This can be parsed as: If there are an odd number of digits and

1. if there is a defined next MIDDLE digit in the sequence, set the middle digit to that number and return it as a string, or
2. otherwise set the middle digit to 0 and and continue on to other routines … (that either increment the INNER digits or OUTER digit according to those progressions.)

Digits are incremented symmetrically, with the right hand side defined by the PAIRS lookup. A very methodical, systematic and orderly way to go about things. I like it. Please proceed…

Cheok-Yin Fung

CY pulls out our familiar friend Algorithm::Combinatorics to get to its variations_with_repetition function, which she uses to compute numbers from the digits {0,1,6,8,9}. As she’s computing all of the numbers of up to a given length, she still needs to filter the output; she does this with a variation on the now-familiar substitute and reverse check.

for my \$s (\$sbegin .. \$send) {
foreach my \$r (qw/1 6 8 9/) {
my \$o = variations_with_repetition([0, 1, 6, 8, 9],\$s-1);
while (my \$y = \$o->next) {
my \$string = \$r.(join '', @{\$y});
push @ans, \$string if \$string eq rt180(\$string);
}
}
}

Since she still needs to create ~3 * 1010 numbers to check the whole range up to 1015, her method will bog down as the range gets very large, as she notes: “not very satisfactory”. While 30 billion is a lot of numbers to get through, it’s still far superior to having to filter a million billion candidates. Implementing the connection between the left and right halves of the constructed number, while more complicated, would address that, drastically reducing the absolute number of combinations created.

E. Choroba

Choroba gives us two routines, one ‘slow’ one using simple validation, and one ‘fast’ one to constructively create valid numbers out of parts. The simple validation uses the familiar translation and reverse motif we’ve seen before. Of note I did some testing myself and found that tr/// is by far the fastest way to do the swapping, by several orders of magnitude. I mean, it is why that particular function exists, after all. One would think it would be well tuned.

Starting with a kernel list of 8, 69, 88, 96 (Because they have chosen to disallow the digit 1), Choroba iterates over it to make a new batch of valid numbers. There are only two choices for a central digit, 0 and 8, so those numbers are constructed first. Here’s the interesting part: after dividing a number into a beginning and end parts, they add new pairs of numbers from the middle, maintaining the strobogrammatic nature. Again because of the limited combinations, these pairs can only be 00, 69, 88 and 96. So these numbers are created and placed on the combinations for the next loop through. Finally the entirely of the iteration list of combinations is pushed to the final strobogrammatic list, the iteration list is replaced and the loop is passed through again. This continues until the upper limit is exceeded; for output the final list is grepped to be within the given bounds.

Entries shown:
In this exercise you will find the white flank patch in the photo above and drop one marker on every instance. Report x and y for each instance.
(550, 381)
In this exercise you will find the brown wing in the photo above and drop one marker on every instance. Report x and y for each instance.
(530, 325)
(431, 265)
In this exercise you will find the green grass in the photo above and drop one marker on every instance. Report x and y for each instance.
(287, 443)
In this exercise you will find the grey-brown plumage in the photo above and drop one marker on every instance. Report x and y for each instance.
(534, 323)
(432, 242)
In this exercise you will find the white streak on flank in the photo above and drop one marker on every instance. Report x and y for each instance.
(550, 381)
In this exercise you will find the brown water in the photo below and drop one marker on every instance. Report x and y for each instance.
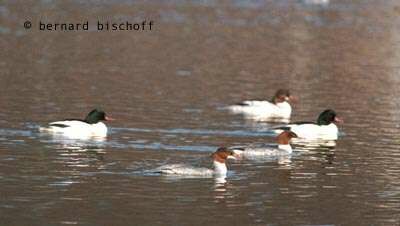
(166, 87)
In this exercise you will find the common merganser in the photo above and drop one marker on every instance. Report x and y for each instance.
(278, 108)
(282, 148)
(325, 127)
(91, 126)
(220, 169)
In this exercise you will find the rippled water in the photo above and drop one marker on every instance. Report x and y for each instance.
(167, 88)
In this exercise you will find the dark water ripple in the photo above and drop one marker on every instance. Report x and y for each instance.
(167, 90)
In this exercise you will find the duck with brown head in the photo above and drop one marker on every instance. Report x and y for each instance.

Requests:
• A. For each statement about the review of strobogrammatic number solutions, answer yes or no and quote the review's deciding words: (i) Cheok-Yin Fung computes numbers from the digits {0,1,6,8,9}; (ii) testing showed tr/// to be the slowest way to do the swapping; (iii) Choroba allows three choices for a central digit.
• B. In the review of strobogrammatic number solutions, write out everything from "for my \$s (\$sbegin" down to "of combinations created.", word for word.
Rely on the review alone.

Exercise answers:
• A.
(i) Yes: "which she uses to compute numbers from the digits {0,1,6,8,9}"
(ii) No: "tr/// is by far the fastest way to do the swapping, by several orders of magnitude"
(iii) No: "There are only two choices for a central digit, 0 and 8"

• B.
for my \$s (\$sbegin .. \$send) {
foreach my \$r (qw/1 6 8 9/) {
my \$o = variations_with_repetition([0, 1, 6, 8, 9],\$s-1);
while (my \$y = \$o->next) {
my \$string = \$r.(join '', @{\$y});
push @ans, \$string if \$string eq rt180(\$string);
}
}
}

Since she still needs to create ~3 * 1010 numbers to check the whole range up to 1015, her method will bog down as the range gets very large, as she notes: “not very satisfactory”. While 30 billion is a lot of numbers to get through, it’s still far superior to having to filter a million billion candidates. Implementing the connection between the left and right halves of the constructed number, while more complicated, would address that, drastically reducing the absolute number of combinations created.